DOCUMENT EXTRACT:

In its August 4, 2005 opinion, the PCRA court addressed the guilt-phase issues included in Appellant’s PCRA petition and denied relief on the merits. The court also addressed the “Hardcastle issue” and concluded that any claim of discrimination in jury selection was frivolous on its face because Appellant’s jury consisted of 7 African Americans, 4 Caucasians, and 1 Latino. PCRA Court Opinion at 16. The court further explained that it had granted Appellant a new penalty hearing, holding that trial counsel was ineffective for failing to undertake a meaningful investigation of Appellant’s background for purposes of presenting mitigation evidence in the penalty phase. Id. at 3.
As noted, both Appellant and the Commonwealth have appealed. This Court has jurisdiction over appeals from the grant or denial of post-conviction relief in a death penalty case pursuant to 42 Pa.C.S. § 9546(d). Our standard of review is whether the findings of the PCRA court are supported by the record and are free from legal error. Commonwealth v. Washington, 592 Pa. 698, 927 A.2d 586, 593 (2007).
I. Cognizability of Claims
In order to be eligible for PCRA relief, Appellant must prove by a preponderance of the evidence that his conviction or sentence resulted from one or more of the enumerated circumstances found at 42 Pa.C.S. § 9543(a)(2)(setting forth the eligibility requirements of the PCRA). Further, Appellant must demonstrate that the issues raised in his PCRA petition have not been previously litigated or waived. Id. at § 9543(a)(3). An issue has been previously litigated if “the highest appellate court in which the petitioner could have had review as a matter of right has ruled on the merits of the *124issue.” Id. at § 9544(a)(2). A PCRA claim is waived “if the petitioner could have raised it but failed to do so before trial, at trial, during unitary review, on appeal or in a prior state postconviction proceeding.” Id. at § 9544(b). Further, we no longer apply the relaxed waiver doctrine in capital PCRA appeals. Commonwealth v. Albrecht, 554 Pa. 31, 720 A.2d 693, 700 (1998).
Appellant raises several issues for review, many of which allege the ineffective assistance of counsel. It is well-established that counsel is presumed effective, and the defendant bears the burden of proving ineffectiveness. Commonwealth v. Cooper, 596 Pa. 119, 941 A.2d 655, 664 (2007). To overcome this presumption, Appellant must satisfy a three-pronged test and demonstrate that: (1) the underlying substantive claim has arguable merit; (2) counsel whose effectiveness is being challenged did not have a reasonable basis for his or her actions or failure to act; and (3) the petitioner suffered prejudice as a result of counsel’s deficient performance. Commonwealth v. (Michael) Pierce, 567 Pa. 186, 786 A.2d 203, 213 (2001). A claim of ineffectiveness will be denied if the petitioner’s evidence fails to meet any of these prongs. Id. at 221-222.9
In Commonwealth v. Grant, 572 Pa. 48, 813 A.2d 726 (2002), this Court abrogated the rule that ineffectiveness claims based on trial counsel’s performance must be raised at the first opportunity where appellant has new counsel, see Commonwealth v. Hubbard, 472 Pa. 259, 372 A.2d 687, 695 n. 6 (1977), and held that a defendant “should wait to raise claims of ineffective assistance of trial counsel until collateral review.” Grant, 813 A.2d at 738. That holding, however, does not *125apply here because Appellant’s direct appeal concluded prior to our decision in Grant. Rainey, 928 A.2d at 225. Thus, we shall analyze Appellant’s ineffectiveness claims under the preGrant framework. Id.

YOUR GOAL: Carry on the court opinion on post-conviction relief from its last sentence, in the same legal style. The records stand apart from the court opinion and aren't part of it.

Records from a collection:

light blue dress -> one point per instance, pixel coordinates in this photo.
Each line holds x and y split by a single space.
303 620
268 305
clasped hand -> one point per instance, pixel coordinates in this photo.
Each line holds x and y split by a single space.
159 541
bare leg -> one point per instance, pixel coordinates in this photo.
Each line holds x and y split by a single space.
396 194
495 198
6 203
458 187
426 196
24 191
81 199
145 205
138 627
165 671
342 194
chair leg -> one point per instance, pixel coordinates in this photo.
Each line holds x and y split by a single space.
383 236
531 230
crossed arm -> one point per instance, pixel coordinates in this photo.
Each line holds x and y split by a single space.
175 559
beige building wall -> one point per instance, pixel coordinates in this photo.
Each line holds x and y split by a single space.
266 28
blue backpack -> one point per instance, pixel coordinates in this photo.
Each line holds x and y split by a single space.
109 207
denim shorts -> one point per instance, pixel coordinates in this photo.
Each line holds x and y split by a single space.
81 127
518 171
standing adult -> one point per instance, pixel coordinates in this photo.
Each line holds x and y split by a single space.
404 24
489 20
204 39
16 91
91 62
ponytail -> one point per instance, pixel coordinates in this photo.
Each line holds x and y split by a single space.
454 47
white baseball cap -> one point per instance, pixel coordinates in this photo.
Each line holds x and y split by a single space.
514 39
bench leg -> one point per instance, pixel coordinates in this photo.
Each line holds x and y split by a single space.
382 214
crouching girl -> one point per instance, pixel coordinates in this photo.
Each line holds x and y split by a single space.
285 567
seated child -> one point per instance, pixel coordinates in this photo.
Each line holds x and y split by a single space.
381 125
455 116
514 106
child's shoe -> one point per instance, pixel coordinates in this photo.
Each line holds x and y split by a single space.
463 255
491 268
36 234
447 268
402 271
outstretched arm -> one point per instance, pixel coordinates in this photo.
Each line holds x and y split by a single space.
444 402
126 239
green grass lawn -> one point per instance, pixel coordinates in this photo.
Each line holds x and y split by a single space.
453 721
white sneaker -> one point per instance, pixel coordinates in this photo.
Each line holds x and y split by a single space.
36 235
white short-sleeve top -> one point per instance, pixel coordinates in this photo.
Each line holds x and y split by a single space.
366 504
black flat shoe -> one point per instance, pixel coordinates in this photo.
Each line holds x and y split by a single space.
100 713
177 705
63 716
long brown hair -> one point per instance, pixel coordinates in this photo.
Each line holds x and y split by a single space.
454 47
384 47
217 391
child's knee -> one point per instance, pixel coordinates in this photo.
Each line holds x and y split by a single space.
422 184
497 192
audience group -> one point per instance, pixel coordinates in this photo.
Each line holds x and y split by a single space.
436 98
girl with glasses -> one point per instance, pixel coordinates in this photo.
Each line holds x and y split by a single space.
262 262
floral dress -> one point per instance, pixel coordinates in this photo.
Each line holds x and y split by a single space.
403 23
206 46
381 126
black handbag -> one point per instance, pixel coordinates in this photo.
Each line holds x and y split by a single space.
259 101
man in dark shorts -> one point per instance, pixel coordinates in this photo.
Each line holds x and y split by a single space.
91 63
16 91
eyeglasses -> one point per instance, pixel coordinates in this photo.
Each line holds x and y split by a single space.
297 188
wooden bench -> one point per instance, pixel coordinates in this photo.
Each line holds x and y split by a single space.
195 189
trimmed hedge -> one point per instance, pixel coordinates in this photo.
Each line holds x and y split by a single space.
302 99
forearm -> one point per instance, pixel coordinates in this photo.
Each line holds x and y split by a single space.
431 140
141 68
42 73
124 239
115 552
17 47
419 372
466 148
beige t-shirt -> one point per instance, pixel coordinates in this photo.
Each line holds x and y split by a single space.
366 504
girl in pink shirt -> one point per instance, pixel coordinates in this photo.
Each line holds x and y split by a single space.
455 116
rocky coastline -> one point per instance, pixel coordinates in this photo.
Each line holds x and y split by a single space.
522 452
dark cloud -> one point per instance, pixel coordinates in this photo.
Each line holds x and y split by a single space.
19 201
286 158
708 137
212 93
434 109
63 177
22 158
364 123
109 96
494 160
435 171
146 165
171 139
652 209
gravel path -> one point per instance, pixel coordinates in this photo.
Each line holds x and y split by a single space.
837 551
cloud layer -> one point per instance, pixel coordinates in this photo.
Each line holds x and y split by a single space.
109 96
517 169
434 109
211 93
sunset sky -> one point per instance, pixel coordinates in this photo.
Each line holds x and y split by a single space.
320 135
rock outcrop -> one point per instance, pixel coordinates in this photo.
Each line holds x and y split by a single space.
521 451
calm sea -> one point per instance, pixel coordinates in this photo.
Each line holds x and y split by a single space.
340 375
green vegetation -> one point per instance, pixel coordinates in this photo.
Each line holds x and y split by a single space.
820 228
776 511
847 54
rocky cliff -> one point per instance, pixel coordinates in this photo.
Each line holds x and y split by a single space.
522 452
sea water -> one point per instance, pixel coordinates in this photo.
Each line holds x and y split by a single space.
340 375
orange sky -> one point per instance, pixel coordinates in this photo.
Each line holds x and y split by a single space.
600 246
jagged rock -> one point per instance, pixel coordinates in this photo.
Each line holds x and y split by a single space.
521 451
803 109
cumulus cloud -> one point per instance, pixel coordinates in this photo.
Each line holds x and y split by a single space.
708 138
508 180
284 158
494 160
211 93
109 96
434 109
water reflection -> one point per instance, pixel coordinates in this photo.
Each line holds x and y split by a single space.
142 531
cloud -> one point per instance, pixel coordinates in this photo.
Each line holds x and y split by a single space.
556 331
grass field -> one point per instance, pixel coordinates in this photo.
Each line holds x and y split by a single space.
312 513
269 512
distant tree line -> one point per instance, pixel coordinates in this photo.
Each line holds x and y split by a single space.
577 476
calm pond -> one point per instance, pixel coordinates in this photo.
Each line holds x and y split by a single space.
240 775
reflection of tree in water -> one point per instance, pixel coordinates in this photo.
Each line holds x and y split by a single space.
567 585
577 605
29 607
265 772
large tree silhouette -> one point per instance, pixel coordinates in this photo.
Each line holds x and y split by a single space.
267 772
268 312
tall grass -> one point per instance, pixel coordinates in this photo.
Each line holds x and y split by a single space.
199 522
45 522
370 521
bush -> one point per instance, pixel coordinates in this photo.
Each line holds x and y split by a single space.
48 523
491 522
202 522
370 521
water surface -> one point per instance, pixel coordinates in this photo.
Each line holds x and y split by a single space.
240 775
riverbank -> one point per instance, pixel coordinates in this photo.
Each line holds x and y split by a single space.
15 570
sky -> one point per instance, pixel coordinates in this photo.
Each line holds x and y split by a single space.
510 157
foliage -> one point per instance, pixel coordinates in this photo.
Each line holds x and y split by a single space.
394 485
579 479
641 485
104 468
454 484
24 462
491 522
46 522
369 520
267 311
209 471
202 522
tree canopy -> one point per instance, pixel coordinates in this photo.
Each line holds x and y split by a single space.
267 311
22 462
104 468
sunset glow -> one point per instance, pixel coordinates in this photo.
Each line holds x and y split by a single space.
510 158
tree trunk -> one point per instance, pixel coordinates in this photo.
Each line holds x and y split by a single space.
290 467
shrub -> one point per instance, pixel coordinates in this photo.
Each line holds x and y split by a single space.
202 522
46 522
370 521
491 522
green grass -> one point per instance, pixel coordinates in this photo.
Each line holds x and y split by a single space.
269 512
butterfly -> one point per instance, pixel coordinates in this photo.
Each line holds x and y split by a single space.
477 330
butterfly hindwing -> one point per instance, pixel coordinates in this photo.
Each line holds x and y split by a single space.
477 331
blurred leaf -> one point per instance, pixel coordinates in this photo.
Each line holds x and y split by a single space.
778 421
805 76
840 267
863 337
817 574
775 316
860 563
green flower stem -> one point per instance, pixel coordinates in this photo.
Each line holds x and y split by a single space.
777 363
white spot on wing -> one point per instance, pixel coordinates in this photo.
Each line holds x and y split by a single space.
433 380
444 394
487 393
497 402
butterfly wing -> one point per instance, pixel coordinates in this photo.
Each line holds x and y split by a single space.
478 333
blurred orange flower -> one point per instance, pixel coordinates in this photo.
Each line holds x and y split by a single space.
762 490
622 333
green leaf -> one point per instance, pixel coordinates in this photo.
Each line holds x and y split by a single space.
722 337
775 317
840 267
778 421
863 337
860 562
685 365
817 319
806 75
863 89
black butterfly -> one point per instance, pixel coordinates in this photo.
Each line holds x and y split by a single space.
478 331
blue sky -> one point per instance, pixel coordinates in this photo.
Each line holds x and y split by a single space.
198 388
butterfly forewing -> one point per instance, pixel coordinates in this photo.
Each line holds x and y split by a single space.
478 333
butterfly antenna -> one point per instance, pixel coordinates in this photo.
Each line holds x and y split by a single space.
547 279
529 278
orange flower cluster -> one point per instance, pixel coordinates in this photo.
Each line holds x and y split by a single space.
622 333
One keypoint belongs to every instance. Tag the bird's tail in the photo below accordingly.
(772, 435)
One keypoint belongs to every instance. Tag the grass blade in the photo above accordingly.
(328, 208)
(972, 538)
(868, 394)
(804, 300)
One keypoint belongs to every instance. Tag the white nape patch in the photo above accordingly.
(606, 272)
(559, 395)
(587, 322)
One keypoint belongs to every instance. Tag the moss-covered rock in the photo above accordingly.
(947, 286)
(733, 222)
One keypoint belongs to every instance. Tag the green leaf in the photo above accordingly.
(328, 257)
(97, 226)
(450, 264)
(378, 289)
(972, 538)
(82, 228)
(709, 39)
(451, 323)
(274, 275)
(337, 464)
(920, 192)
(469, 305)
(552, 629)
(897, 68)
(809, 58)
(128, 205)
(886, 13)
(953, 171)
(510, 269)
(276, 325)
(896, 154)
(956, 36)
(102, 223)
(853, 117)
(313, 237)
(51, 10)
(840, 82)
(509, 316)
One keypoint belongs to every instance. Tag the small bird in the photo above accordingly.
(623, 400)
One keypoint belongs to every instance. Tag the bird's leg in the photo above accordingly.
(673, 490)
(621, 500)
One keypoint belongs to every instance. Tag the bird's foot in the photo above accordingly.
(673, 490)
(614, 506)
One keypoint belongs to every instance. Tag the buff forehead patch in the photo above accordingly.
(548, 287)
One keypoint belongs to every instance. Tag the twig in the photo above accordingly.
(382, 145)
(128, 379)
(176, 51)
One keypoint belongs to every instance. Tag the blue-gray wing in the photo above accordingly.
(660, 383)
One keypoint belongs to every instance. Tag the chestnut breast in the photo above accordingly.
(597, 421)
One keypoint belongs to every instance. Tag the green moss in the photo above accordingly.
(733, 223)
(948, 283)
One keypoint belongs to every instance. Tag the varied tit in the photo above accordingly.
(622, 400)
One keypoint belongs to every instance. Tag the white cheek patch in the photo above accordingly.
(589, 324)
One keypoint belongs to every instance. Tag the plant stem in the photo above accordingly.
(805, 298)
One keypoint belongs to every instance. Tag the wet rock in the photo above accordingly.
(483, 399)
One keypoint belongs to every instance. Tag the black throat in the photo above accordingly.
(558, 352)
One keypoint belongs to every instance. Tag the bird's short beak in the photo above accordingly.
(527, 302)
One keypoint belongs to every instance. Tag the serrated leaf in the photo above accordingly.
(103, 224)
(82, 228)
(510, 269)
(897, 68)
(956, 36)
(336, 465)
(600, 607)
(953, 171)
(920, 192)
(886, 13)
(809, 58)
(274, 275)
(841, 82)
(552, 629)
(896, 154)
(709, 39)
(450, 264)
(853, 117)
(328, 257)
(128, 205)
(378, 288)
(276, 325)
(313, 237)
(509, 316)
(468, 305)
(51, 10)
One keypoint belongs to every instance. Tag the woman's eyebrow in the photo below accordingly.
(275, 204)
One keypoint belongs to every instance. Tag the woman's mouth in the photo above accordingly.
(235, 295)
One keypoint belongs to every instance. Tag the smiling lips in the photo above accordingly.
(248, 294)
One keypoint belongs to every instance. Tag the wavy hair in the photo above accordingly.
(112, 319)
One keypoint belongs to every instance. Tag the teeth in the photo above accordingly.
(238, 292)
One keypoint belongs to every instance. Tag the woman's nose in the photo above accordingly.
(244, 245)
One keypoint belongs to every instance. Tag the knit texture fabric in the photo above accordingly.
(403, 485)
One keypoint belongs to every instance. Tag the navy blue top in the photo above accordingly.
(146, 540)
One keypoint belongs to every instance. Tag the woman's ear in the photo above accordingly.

RESPONSE TO THIS EXERCISE:
As Appellant was represented by the same counsel at trial and on direct appeal, the first opportunity for him to challenge trial counsel’s performance was on collateral review. Thus, no “layering” 10 is necessary as to the claims of trial counsel ineffectiveness that were raised in Appellant’s PCRA petition. See Commomuealth v. Hughes, 581 Pa. 274, 865 A.2d 761, 775 n. 7 (2004) (providing that when appellant was represented by the same counsel at trial and on direct appeal, the PCRA proceeding is the first opportunity to challenge the stewardship of prior counsel and the analysis of such issue does not involve a layered claim of ineffectiveness).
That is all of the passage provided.